**Instructions for the task**
Print, from the listing below, the lines starting at the line containing "Target: blue hoodie with text" and ending at the line containing "Reviewer note: confirm each instance of the ornament", exactly as they stand, and print nothing else.

**Data section**
::::

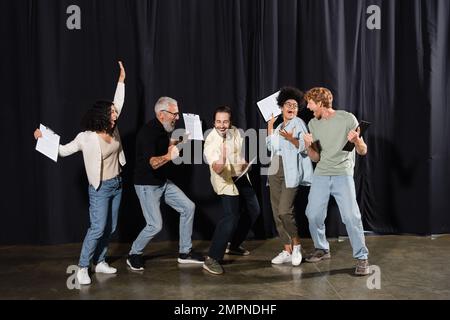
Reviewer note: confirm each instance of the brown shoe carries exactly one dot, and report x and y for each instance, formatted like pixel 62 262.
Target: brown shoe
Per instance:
pixel 318 255
pixel 362 268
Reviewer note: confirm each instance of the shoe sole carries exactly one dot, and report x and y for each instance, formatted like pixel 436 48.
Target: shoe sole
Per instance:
pixel 296 264
pixel 325 257
pixel 106 272
pixel 133 268
pixel 237 254
pixel 211 271
pixel 362 274
pixel 185 261
pixel 280 263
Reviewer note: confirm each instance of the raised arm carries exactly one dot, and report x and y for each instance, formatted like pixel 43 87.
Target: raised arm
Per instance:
pixel 119 96
pixel 64 150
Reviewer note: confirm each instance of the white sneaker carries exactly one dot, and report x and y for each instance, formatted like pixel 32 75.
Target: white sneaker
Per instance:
pixel 296 255
pixel 283 257
pixel 83 276
pixel 104 267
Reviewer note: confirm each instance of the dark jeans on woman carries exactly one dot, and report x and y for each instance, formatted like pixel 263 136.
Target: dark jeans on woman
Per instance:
pixel 234 225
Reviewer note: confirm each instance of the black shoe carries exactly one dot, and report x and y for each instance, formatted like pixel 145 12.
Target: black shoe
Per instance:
pixel 191 257
pixel 239 251
pixel 135 262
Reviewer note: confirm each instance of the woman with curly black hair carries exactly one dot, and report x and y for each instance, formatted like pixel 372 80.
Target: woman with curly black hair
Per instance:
pixel 103 157
pixel 289 168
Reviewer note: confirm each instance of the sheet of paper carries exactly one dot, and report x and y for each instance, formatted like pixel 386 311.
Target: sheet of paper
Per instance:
pixel 246 169
pixel 48 144
pixel 269 106
pixel 193 126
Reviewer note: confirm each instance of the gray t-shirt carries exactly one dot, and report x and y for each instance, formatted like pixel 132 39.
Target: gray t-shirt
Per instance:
pixel 332 135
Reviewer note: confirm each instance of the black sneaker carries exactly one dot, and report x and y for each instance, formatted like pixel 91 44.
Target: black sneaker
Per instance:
pixel 191 257
pixel 135 262
pixel 318 255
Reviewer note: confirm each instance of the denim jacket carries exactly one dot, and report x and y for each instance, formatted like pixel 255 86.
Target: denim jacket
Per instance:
pixel 298 169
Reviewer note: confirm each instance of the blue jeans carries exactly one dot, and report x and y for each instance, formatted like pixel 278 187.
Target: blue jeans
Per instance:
pixel 150 199
pixel 342 188
pixel 104 206
pixel 234 226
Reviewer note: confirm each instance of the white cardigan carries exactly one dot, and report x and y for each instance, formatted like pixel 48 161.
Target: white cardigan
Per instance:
pixel 88 143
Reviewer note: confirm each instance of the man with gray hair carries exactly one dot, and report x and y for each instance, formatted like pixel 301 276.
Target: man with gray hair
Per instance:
pixel 154 154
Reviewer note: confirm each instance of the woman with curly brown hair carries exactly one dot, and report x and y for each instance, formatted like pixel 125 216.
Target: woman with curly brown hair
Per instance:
pixel 103 157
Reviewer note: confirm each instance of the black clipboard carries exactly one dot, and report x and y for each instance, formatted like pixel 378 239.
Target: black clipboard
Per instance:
pixel 363 125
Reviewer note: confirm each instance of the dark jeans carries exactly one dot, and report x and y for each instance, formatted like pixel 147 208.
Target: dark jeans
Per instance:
pixel 234 226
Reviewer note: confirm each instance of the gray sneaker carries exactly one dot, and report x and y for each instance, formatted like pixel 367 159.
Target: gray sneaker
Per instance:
pixel 318 255
pixel 362 268
pixel 212 266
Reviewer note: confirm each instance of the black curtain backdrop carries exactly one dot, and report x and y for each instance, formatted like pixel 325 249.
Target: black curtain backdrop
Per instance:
pixel 207 53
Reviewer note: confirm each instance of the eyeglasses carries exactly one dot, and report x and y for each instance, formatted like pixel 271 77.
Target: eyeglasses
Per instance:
pixel 175 114
pixel 291 105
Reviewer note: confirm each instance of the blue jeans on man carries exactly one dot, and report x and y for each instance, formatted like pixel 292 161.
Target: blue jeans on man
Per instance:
pixel 342 188
pixel 150 199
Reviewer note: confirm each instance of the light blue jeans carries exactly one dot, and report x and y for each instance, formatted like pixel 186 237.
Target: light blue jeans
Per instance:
pixel 150 199
pixel 342 188
pixel 104 206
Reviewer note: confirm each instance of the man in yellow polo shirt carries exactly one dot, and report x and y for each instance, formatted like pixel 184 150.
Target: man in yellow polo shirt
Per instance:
pixel 222 151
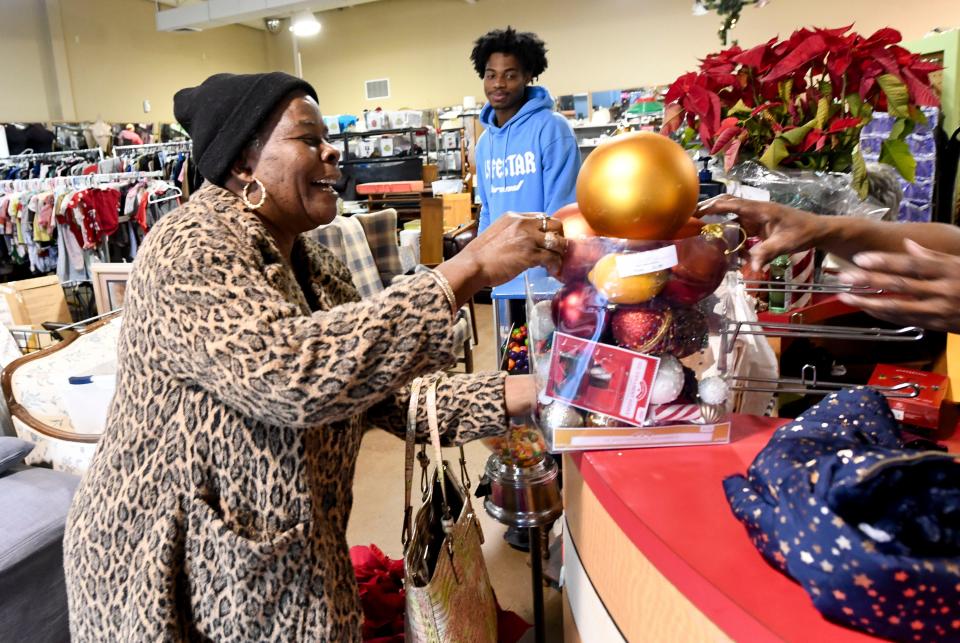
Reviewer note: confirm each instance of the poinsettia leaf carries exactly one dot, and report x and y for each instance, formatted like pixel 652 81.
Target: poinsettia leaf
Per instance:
pixel 754 57
pixel 796 135
pixel 897 153
pixel 730 121
pixel 860 183
pixel 775 152
pixel 811 139
pixel 898 97
pixel 840 124
pixel 805 51
pixel 924 66
pixel 705 134
pixel 724 138
pixel 740 108
pixel 917 115
pixel 922 93
pixel 854 103
pixel 884 36
pixel 764 107
pixel 823 113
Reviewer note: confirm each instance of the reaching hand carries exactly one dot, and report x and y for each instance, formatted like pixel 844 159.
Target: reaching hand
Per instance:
pixel 515 242
pixel 921 287
pixel 784 230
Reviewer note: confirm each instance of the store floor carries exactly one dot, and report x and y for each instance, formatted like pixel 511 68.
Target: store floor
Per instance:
pixel 378 508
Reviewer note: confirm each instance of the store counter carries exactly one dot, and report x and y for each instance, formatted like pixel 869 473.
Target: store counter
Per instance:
pixel 652 551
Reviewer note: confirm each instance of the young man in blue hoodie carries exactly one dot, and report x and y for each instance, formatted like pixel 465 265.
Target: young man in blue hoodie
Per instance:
pixel 527 159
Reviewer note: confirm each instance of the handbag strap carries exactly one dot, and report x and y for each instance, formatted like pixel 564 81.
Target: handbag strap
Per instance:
pixel 411 439
pixel 434 425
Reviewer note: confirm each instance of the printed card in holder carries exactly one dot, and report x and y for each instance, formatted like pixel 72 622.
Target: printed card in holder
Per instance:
pixel 601 378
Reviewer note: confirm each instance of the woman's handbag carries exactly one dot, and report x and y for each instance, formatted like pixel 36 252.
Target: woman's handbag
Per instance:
pixel 448 594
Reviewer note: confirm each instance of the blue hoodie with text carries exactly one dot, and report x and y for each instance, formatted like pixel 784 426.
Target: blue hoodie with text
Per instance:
pixel 528 165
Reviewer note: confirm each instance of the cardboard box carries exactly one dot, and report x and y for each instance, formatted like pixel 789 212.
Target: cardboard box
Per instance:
pixel 456 209
pixel 34 301
pixel 923 410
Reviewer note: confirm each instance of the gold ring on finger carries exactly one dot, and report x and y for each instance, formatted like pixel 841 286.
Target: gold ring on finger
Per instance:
pixel 551 241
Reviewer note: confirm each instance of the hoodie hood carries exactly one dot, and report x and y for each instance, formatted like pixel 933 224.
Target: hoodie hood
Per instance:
pixel 537 100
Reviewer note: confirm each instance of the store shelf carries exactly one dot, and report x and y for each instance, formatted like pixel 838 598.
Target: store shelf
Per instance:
pixel 377 132
pixel 380 159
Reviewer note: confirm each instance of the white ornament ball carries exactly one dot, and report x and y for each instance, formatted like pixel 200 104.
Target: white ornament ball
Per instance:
pixel 669 381
pixel 558 415
pixel 714 390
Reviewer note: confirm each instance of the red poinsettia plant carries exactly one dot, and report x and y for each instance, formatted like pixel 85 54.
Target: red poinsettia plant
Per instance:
pixel 802 102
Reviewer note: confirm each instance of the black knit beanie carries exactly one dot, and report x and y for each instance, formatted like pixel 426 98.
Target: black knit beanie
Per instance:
pixel 223 113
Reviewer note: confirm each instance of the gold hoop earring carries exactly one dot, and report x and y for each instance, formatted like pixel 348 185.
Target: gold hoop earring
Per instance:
pixel 263 194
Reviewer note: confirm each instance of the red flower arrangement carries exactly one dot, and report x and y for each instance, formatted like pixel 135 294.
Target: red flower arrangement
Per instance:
pixel 801 102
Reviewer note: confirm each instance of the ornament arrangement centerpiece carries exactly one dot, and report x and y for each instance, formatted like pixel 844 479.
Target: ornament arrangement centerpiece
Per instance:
pixel 616 342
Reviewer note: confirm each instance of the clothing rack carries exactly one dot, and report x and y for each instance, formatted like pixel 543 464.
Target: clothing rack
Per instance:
pixel 32 156
pixel 79 180
pixel 176 145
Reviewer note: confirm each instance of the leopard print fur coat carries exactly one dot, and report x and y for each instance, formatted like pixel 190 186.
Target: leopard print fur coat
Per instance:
pixel 216 506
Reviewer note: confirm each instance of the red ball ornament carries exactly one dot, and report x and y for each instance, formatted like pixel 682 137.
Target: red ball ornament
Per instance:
pixel 579 310
pixel 644 328
pixel 702 263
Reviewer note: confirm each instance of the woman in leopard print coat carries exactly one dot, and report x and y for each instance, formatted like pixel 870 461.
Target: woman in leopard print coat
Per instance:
pixel 216 506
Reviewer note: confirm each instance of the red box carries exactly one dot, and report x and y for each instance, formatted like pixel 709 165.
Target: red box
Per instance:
pixel 923 410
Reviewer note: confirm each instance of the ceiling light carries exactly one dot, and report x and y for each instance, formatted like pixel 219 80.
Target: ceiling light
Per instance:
pixel 304 24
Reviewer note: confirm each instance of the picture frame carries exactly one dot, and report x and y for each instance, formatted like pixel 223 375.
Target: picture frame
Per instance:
pixel 109 285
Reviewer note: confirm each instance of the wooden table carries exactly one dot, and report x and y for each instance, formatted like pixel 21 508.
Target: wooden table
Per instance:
pixel 652 551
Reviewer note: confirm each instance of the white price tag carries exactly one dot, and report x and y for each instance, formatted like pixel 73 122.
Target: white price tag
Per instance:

::::

**Solution to this problem**
Target: blue hoodie with text
Per instance:
pixel 528 165
Reviewer note: confirm each instance of the cardboard box carries exactly one dot, and report x and y for each instance, formatted like pixel 789 212.
Target: cardboard box
Per instance:
pixel 456 209
pixel 34 301
pixel 923 410
Reviewer note: confirm each instance of the gold ring on finger carries exactly one dot, and report x and y for each instance, formatted like pixel 841 286.
Target: gold ring on finger
Per instance:
pixel 551 241
Reviewer note: confirm each instance of the hoodie hood carries exactly one dot, and report x and y for each instance, formatted like pixel 933 224.
Target: hoodie hood
Per instance:
pixel 537 100
Reviewer note: confirm each instance of the store shelf carries exactly one dot, and report x and y for each instance, formatted like pixel 838 598.
Target: store shelf
Per instance:
pixel 377 132
pixel 380 159
Reviewer note: confirm each instance of the white ornament ball carries exactly one dot, and report x and y for each instance, formatted like pixel 200 104.
Target: white ornament ball
Per instance:
pixel 669 381
pixel 558 415
pixel 714 390
Reviewer note: confirm each instance of the red poinsettia plant carries exactly one dot, and report x and y for each instance, formatted like pixel 85 54.
Target: red poinsettia plant
Per instance:
pixel 802 102
Reviewer note: confirm each instance of the black knit beanie carries exactly one dot, and report x and y for each instance, formatted like pixel 426 98.
Target: black knit beanie
Per instance:
pixel 223 113
Reviewer note: confirm each instance of the gold hoop earring carries exactly one dot, and report x and y for each instance, formatted like pixel 348 185.
Target: gold hoop earring
Per instance:
pixel 263 194
Reviewer note: confirm each instance of the red flower arrangement carries exactly one dot, and report x and y for each instance, formatted like pixel 135 294.
Target: red flower arrangement
Per instance:
pixel 801 102
Reviewer note: confirm each instance of the ornament arrangement centerpiece carries exactly one dot, and report x and y for each instance, formatted like pixel 844 479.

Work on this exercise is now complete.